═══ Entries provided

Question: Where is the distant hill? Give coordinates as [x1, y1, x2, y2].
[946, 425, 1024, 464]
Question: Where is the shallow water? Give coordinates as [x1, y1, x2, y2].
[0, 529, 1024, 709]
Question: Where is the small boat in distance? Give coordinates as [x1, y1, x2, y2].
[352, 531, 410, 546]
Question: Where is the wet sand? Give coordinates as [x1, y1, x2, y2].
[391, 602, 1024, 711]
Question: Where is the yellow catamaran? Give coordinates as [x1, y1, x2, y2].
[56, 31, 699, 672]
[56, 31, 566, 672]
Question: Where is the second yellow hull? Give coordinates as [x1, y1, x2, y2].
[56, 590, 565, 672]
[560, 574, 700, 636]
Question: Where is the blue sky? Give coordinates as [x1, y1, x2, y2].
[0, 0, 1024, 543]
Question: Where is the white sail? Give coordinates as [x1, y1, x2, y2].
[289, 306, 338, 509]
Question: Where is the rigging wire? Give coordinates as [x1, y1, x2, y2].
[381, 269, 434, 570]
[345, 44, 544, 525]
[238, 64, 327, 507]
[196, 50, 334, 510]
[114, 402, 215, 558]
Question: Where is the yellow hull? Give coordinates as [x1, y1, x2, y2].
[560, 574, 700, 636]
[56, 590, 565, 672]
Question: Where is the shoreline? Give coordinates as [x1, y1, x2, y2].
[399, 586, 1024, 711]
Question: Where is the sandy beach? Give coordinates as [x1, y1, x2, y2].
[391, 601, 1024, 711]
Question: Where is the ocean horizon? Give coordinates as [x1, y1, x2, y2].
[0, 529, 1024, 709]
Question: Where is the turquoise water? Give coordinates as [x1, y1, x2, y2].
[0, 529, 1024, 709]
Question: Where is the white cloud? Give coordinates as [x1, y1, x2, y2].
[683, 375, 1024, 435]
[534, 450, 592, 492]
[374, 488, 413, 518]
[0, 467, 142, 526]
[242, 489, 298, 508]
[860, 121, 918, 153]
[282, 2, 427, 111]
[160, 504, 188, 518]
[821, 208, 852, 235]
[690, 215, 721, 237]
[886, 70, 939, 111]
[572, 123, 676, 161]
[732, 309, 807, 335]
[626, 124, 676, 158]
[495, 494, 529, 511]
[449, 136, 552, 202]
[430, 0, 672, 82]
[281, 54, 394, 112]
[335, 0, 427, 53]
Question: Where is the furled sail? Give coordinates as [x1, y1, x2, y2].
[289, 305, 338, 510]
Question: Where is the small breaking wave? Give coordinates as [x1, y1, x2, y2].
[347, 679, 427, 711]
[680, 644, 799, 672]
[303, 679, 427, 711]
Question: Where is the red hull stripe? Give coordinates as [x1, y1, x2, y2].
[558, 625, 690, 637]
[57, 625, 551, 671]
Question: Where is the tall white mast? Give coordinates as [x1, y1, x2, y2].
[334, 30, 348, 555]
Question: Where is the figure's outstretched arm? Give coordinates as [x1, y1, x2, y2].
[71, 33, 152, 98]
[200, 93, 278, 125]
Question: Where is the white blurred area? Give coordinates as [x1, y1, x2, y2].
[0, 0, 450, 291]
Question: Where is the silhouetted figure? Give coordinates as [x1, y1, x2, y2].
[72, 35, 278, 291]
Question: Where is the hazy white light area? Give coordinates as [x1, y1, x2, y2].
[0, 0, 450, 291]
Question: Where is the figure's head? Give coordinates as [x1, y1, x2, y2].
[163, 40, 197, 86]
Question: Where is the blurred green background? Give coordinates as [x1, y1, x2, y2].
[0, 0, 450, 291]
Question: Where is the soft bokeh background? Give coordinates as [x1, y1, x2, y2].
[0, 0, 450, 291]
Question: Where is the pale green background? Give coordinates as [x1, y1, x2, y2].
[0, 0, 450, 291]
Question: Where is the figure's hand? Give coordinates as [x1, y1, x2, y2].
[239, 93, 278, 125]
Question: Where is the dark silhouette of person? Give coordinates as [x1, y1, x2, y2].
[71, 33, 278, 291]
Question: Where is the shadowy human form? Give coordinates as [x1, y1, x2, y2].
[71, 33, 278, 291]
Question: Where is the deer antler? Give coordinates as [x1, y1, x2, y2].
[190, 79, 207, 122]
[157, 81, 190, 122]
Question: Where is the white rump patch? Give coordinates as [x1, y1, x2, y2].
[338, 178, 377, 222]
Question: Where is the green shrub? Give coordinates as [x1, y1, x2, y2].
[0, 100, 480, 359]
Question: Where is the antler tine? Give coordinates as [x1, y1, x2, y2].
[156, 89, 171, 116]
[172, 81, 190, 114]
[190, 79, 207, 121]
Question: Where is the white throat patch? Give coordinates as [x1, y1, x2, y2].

══════

Problem statement: Please copy every line of the items above without any changes.

Response:
Question: Where is the distant hill? Give coordinates as [x1, y1, x2, y2].
[946, 425, 1024, 464]
Question: Where is the shallow water? Give coordinates as [x1, y1, x2, y2].
[0, 529, 1024, 709]
Question: Where is the small boat in distance? Give coordinates as [x1, y1, x2, y2].
[352, 531, 410, 546]
Question: Where is the wet sand? Give coordinates as [x1, y1, x2, y2].
[391, 602, 1024, 711]
Question: Where is the yellow catamaran? Give coordinates as [x1, y1, x2, y2].
[56, 31, 699, 672]
[56, 31, 566, 672]
Question: Where is the second yellow hull? Give coordinates as [x1, y1, x2, y2].
[56, 590, 565, 672]
[560, 574, 700, 636]
Question: Where is the blue sky? Give coordinates as [x1, y1, x2, y2].
[0, 0, 1024, 543]
Question: Where is the white sail? Give coordinates as [x1, y1, x2, y2].
[289, 306, 338, 509]
Question: Where is the rigging wire? Give coordinates as [x1, y1, x2, y2].
[381, 269, 434, 570]
[345, 44, 544, 525]
[238, 64, 327, 507]
[196, 50, 334, 510]
[114, 402, 215, 558]
Question: Where is the yellow hull? Give coordinates as [x1, y1, x2, y2].
[560, 574, 700, 636]
[56, 590, 565, 672]
Question: Where is the shoreline? Give coordinates as [x1, y1, x2, y2].
[399, 586, 1024, 711]
Question: Where is the sandy beach? Give coordinates as [x1, y1, x2, y2].
[391, 601, 1024, 711]
Question: Where is the ocean horizon? Give coordinates as [x1, y1, x2, y2].
[0, 529, 1024, 709]
Question: Where is the turquoise water? Give coordinates as [x1, y1, x2, y2].
[0, 529, 1024, 709]
Question: Where is the white cloud? Give coordinates as [x1, y1, x2, y2].
[683, 375, 1024, 435]
[534, 450, 592, 492]
[374, 488, 413, 518]
[0, 467, 142, 526]
[242, 489, 298, 508]
[860, 121, 918, 153]
[282, 2, 427, 111]
[160, 504, 188, 518]
[821, 208, 852, 235]
[690, 215, 721, 237]
[886, 70, 939, 111]
[572, 123, 676, 161]
[732, 309, 807, 335]
[626, 124, 676, 158]
[495, 494, 529, 511]
[449, 136, 552, 202]
[430, 0, 672, 82]
[281, 54, 394, 112]
[335, 0, 427, 53]
Question: Where is the furled sail? Give coordinates as [x1, y1, x2, y2].
[289, 305, 338, 510]
Question: Where is the small breaking wave? Give coordinates as [x1, y1, x2, y2].
[347, 679, 427, 711]
[680, 644, 799, 672]
[303, 679, 427, 711]
Question: Where is the red hull stripe? Give coordinates as [x1, y1, x2, y2].
[558, 625, 690, 637]
[57, 625, 551, 671]
Question: Where is the tall white mast? Give coordinates as [x1, y1, x2, y2].
[334, 30, 348, 555]
Question: Where is the figure's outstretched arm? Give coordinates as [x1, y1, x2, y2].
[71, 33, 152, 98]
[200, 93, 278, 125]
Question: Where is the white blurred area? Give coordinates as [x1, y1, x2, y2].
[0, 0, 450, 291]
Question: Where is the silhouetted figure? Give coordinates as [x1, y1, x2, y2].
[72, 35, 278, 291]
Question: Where is the hazy white light area? Give coordinates as [x1, y1, x2, y2].
[0, 0, 450, 291]
Question: Where is the figure's head? Give coordinates as [x1, y1, x2, y2].
[163, 40, 197, 86]
Question: Where is the blurred green background? Give coordinates as [x1, y1, x2, y2].
[0, 0, 450, 291]
Question: Where is the soft bokeh background? Give coordinates as [x1, y1, x2, y2].
[0, 0, 450, 291]
Question: Where is the pale green background? Give coordinates as [x1, y1, x2, y2].
[0, 0, 450, 291]
Question: Where is the figure's hand? Give coordinates as [x1, y1, x2, y2].
[239, 93, 278, 125]
Question: Where is the dark silhouette of person? Give coordinates as [x1, y1, x2, y2].
[71, 33, 278, 291]
Question: Where is the shadowy human form? Give coordinates as [x1, y1, x2, y2].
[71, 33, 278, 291]
Question: Where is the deer antler? Give coordinates as [x1, y1, x2, y2].
[190, 79, 207, 122]
[157, 81, 190, 122]
Question: Where is the white rump patch? Give coordinates as [x1, y1, x2, y2].
[338, 178, 377, 222]
Question: Where is the green shrub? Give coordinates as [x1, y1, x2, y2].
[0, 100, 480, 359]
Question: Where is the antler tine? Give coordinates as [x1, y1, x2, y2].
[156, 89, 171, 116]
[172, 81, 190, 114]
[190, 79, 207, 121]
Question: Where is the white throat patch? Give coordinates as [x1, y1, x2, y2].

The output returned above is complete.